### GIVEN PROBLEM
Return the records in full, exactly as given.

### RECORDS FOR THIS TASK
· · · · · · ·
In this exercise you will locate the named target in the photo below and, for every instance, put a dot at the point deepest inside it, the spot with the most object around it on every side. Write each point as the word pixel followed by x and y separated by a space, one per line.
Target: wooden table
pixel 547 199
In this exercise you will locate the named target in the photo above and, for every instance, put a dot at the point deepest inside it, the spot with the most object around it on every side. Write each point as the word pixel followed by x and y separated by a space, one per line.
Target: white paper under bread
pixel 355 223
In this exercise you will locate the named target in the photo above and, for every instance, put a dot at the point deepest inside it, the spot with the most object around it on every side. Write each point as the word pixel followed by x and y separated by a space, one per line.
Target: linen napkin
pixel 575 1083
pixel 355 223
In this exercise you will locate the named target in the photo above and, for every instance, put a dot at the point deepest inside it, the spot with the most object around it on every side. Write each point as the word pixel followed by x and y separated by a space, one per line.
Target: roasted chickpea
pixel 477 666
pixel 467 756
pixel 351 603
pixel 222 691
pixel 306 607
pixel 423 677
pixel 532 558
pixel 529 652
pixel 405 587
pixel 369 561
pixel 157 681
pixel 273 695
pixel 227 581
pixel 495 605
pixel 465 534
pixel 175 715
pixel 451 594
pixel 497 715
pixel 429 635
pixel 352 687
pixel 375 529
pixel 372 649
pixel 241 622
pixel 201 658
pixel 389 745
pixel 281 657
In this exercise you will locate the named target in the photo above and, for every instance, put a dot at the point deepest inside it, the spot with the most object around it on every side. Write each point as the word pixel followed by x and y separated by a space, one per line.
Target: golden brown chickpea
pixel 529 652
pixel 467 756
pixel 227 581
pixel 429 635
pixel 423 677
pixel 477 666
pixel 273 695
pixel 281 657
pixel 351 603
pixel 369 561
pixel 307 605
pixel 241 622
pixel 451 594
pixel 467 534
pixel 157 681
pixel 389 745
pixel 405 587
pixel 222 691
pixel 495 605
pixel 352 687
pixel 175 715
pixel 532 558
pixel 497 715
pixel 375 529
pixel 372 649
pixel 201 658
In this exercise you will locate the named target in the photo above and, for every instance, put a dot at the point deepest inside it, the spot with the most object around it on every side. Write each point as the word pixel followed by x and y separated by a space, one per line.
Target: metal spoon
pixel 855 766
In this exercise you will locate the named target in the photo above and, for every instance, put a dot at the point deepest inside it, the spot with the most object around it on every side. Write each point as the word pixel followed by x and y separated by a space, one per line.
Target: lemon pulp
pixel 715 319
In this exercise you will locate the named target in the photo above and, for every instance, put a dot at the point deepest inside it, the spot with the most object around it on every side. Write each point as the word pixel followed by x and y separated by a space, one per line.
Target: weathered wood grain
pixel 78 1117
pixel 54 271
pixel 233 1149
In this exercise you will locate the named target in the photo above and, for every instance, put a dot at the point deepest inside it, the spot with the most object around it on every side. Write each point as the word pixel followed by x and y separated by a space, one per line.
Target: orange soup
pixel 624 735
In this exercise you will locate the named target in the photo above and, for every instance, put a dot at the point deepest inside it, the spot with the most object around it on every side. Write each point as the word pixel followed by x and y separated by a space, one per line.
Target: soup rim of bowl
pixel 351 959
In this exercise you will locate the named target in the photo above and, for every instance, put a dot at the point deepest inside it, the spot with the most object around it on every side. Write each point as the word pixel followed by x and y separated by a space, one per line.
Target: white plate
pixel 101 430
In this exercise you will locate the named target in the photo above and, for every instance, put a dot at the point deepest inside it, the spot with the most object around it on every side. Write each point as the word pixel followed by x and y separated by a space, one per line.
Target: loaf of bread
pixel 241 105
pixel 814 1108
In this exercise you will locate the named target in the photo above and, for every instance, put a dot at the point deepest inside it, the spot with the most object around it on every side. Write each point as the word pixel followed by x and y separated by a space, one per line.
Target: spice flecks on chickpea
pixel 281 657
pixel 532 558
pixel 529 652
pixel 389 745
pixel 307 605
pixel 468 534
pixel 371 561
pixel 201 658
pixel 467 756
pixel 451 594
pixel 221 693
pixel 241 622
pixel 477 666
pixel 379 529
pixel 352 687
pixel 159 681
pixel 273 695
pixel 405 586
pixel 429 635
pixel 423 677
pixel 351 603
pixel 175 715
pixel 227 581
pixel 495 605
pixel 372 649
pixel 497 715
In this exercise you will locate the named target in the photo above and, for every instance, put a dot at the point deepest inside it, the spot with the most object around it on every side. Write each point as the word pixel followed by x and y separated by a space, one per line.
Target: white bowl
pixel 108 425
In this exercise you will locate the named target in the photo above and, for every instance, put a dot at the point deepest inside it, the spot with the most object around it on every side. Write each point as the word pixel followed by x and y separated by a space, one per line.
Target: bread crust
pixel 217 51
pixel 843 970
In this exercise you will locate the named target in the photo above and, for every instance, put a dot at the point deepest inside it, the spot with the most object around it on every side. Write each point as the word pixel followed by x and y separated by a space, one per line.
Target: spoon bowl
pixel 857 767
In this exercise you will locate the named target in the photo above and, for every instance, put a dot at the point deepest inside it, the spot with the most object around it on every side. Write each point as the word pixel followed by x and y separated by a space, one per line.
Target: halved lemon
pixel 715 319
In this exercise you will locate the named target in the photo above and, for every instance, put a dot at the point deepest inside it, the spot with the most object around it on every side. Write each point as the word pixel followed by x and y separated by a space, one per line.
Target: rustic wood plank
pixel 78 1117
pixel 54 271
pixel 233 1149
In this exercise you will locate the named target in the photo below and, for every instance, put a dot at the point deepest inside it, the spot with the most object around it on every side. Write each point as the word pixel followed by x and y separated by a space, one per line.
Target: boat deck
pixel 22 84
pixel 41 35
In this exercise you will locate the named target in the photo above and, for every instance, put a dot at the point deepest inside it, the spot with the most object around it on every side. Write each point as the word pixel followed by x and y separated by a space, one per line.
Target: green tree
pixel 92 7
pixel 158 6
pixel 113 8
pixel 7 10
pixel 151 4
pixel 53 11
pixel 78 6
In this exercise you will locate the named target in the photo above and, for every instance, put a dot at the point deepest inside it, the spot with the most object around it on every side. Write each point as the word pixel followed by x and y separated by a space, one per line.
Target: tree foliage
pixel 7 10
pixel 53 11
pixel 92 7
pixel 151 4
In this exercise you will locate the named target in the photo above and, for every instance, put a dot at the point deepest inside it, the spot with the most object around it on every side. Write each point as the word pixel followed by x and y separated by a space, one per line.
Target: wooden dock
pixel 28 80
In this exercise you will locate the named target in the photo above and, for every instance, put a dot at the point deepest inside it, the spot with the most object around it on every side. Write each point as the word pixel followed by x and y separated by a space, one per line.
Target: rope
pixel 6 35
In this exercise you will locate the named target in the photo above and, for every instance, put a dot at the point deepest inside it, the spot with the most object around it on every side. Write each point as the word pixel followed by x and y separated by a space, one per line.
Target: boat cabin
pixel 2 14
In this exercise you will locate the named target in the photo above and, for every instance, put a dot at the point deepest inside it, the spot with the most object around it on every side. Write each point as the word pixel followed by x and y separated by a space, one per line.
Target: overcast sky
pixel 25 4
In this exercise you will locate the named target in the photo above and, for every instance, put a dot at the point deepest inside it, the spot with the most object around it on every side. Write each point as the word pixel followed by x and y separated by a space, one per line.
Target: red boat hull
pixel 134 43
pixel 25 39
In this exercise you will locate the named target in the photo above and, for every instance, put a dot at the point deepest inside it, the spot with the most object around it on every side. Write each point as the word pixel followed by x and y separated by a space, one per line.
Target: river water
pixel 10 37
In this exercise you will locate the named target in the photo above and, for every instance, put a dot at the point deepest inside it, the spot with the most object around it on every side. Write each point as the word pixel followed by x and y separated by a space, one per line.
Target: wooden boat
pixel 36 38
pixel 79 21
· · · · · · ·
### TASK OUTPUT
In this exercise you will locate the named target in the photo below and, for every instance, put a dot at the point deepest inside it, the spot with the most object around it on every side. Write each point as the word pixel followed by x and y separated by a space, one per line.
Target: wooden table
pixel 547 199
In this exercise you will locate the named target in the photo above and, for every instance, put a dot at the point deepest inside it, the spot with the most object around it on every side. Write each point as the word pixel followed by x and y separated by a space, one per line.
Target: white paper under bread
pixel 355 223
In this exercise you will locate the named target in the photo above and, for every instance, put a dot at the point deepest inside it, the spot with the most object around it on every side. Write each point as the word pixel followed by x and y separated by a space, one per line.
Target: linen napkin
pixel 575 1083
pixel 355 223
In this exercise you will locate the named target in the photo above and, for every instance, put a dot at the point deepest inside it, the spot with the most object around it on every side. Write each point as the word pixel followed by x and y separated by a space, one per line.
Target: roasted chickpea
pixel 477 666
pixel 467 756
pixel 351 603
pixel 222 691
pixel 306 607
pixel 423 677
pixel 532 558
pixel 529 652
pixel 405 587
pixel 369 561
pixel 157 681
pixel 273 695
pixel 227 581
pixel 495 605
pixel 465 534
pixel 175 715
pixel 451 594
pixel 497 715
pixel 429 635
pixel 352 687
pixel 375 529
pixel 372 649
pixel 241 622
pixel 201 658
pixel 389 745
pixel 281 657
In this exercise you will locate the named target in the photo above and, for every instance, put a dot at the point deepest inside it, the spot with the most object around it on every side. Write each point as the word pixel followed by x and y separated by a space, one per line.
Target: golden brown chickpea
pixel 529 652
pixel 467 756
pixel 227 581
pixel 429 635
pixel 423 677
pixel 477 666
pixel 273 695
pixel 281 657
pixel 351 603
pixel 369 561
pixel 307 605
pixel 241 622
pixel 451 594
pixel 467 534
pixel 157 681
pixel 389 745
pixel 405 587
pixel 222 691
pixel 495 605
pixel 352 687
pixel 175 715
pixel 532 558
pixel 497 715
pixel 375 529
pixel 372 649
pixel 201 658
In this exercise you will locate the named target in the photo above and, for every instance, put a dot at the point deepest inside it, the spot with the most object around it on every side. Write each point as the word pixel followed by x and y separated by a space, one per line.
Target: metal spoon
pixel 855 766
In this exercise you will locate the named target in the photo above and, for every instance, put a dot at the point deepest inside it, the spot with the most object around it on every side. Write each point as the word pixel followed by x and y separated by a space, one per line.
Target: lemon pulp
pixel 715 319
In this exercise you will locate the named target in the photo above and, for every instance, put a dot at the point deepest inside it, the spot with the most object around it on every side. Write each point as the word pixel followed by x and y separated by a space, one per line.
Target: weathered wood grain
pixel 78 1117
pixel 54 271
pixel 233 1149
In this exercise you will locate the named target in the photo above and, for every instance, put a dot at the point deepest inside it, the spot with the most object around it on every side. Write each point as the word pixel followed by x and y separated by a space, one per line.
Target: orange soup
pixel 624 735
In this exercise you will locate the named target in the photo above and, for every instance, put a dot at the point deepest inside it, the spot with the most object around it on every side. Write each point as the word pixel followed by x and y separated by a space, one per line.
Target: soup rim of bowl
pixel 351 959
In this exercise you will locate the named target in the photo above and, for every instance, put a dot at the point deepest inside it, the spot with the most object around it on every side. Write each point as the word pixel followed by x and y separated by a space, one per line.
Target: white plate
pixel 101 430
In this exercise you will locate the named target in the photo above and, for every instance, put a dot at the point deepest inside it, the spot with the most object around it on every side. Write each point as the word pixel followed by x and y separated by a space, one per line.
Target: loaf of bread
pixel 241 105
pixel 814 1108
In this exercise you will locate the named target in the photo above and, for every instance, put a dot at the point deepest inside it, the spot with the most object around it on every side. Write each point as the word pixel followed by x and y separated by a space, one per line.
Target: spice flecks on chickpea
pixel 281 657
pixel 532 558
pixel 529 652
pixel 389 745
pixel 307 605
pixel 468 534
pixel 371 561
pixel 201 658
pixel 467 756
pixel 451 594
pixel 221 693
pixel 241 622
pixel 477 666
pixel 379 529
pixel 352 687
pixel 159 681
pixel 273 695
pixel 405 586
pixel 429 635
pixel 423 677
pixel 351 603
pixel 175 715
pixel 227 581
pixel 495 605
pixel 372 649
pixel 497 715
In this exercise you will locate the named target in the photo above and, for every instance, put a dot at the point deepest inside it, the spot with the most object around it on every side. Write each point as the word pixel followed by x and y separated by a space, one per line.
Target: white bowl
pixel 108 425
In this exercise you will locate the named target in the photo above and, for every instance, put a dot at the point deepest inside it, the spot with the most object around it on every side. Write each point as the word pixel followed by x and y separated by a space, one per line.
Target: bread crust
pixel 217 51
pixel 843 970
In this exercise you will locate the named target in the photo above and, for every instance, put a dot at the point deepest inside it, the spot with the most object around it on every side. Write each point as the word pixel followed by x and y separated by a space, one per line.
Target: spoon bowl
pixel 857 767
In this exercise you will locate the named target in the photo above and, for every instance, put a dot at the point deepest inside it, the spot with the most object around it on every side. Write each point as the word pixel followed by x and y separated by a space, one per line.
Target: halved lemon
pixel 715 319
In this exercise you will locate the named target in the photo above and, for every instance, put a dot at the point deepest inside it, the spot with the most object around it on every side. Write each point as the word pixel followed by x and y separated by a space, one per line.
Target: rustic wood plank
pixel 78 1117
pixel 54 271
pixel 233 1149
In this exercise you will locate the named target in the photo below and, for every instance, put a dot at the point deepest inside it, the spot with the most object around it on every side. Write each point as the word pixel followed by x and y separated by a space, one per line.
Target: boat deck
pixel 22 84
pixel 41 35
In this exercise you will locate the named target in the photo above and, for every instance, put a dot at the point deepest inside it, the spot with the most object around it on every side. Write each point as the word pixel followed by x and y separated by a space, one per line.
Target: green tree
pixel 92 7
pixel 158 6
pixel 113 8
pixel 7 10
pixel 151 4
pixel 53 11
pixel 78 6
In this exercise you will locate the named target in the photo above and, for every instance, put a dot at the point deepest inside it, the spot with the most object around it on every side. Write each point as the word pixel followed by x and y separated by a space, one per line.
Target: tree foliage
pixel 7 10
pixel 53 11
pixel 92 7
pixel 151 4
In this exercise you will locate the named target in the photo above and, for every instance, put a dot at the point deepest inside it, the spot with the most object around it on every side. Write each point as the word pixel followed by x and y separated by a space, one per line.
Target: wooden dock
pixel 28 80
In this exercise you will locate the named target in the photo above and, for every instance, put a dot at the point deepest inside it, the spot with the most object around it on every side. Write each point as the word pixel followed by x and y separated by a space, one per line.
Target: rope
pixel 6 35
In this exercise you will locate the named target in the photo above and, for every instance, put a dot at the point deepest inside it, the spot with the most object around it on every side. Write each point as the word pixel followed by x and y separated by a space, one per line.
Target: boat cabin
pixel 2 14
In this exercise you will locate the named target in the photo above and, for every instance, put a dot at the point deepest inside it, the spot with the most object around it on every side. Write each point as the word pixel followed by x and y separated by a space, one per line.
Target: overcast sky
pixel 25 4
In this exercise you will locate the named target in the photo above and, for every instance, put a dot at the point deepest inside it, the spot with the most object around it on every side. Write each point as the word pixel followed by x and y separated by a space, one per line.
Target: red boat hull
pixel 134 43
pixel 25 39
In this exercise you will locate the named target in the photo above and, for every instance, put a dot at the point deepest inside it, the spot with the most object around it on every side. Write each point as the word pixel followed by x and y separated by a space, one per line.
Target: river water
pixel 10 37
In this exercise you will locate the named target in the photo above and, for every instance, put a dot at the point deepest inside it, the spot with the most object around it on every side. Write each point as the word pixel followed by x and y separated by a space, one per line.
Target: wooden boat
pixel 36 38
pixel 79 21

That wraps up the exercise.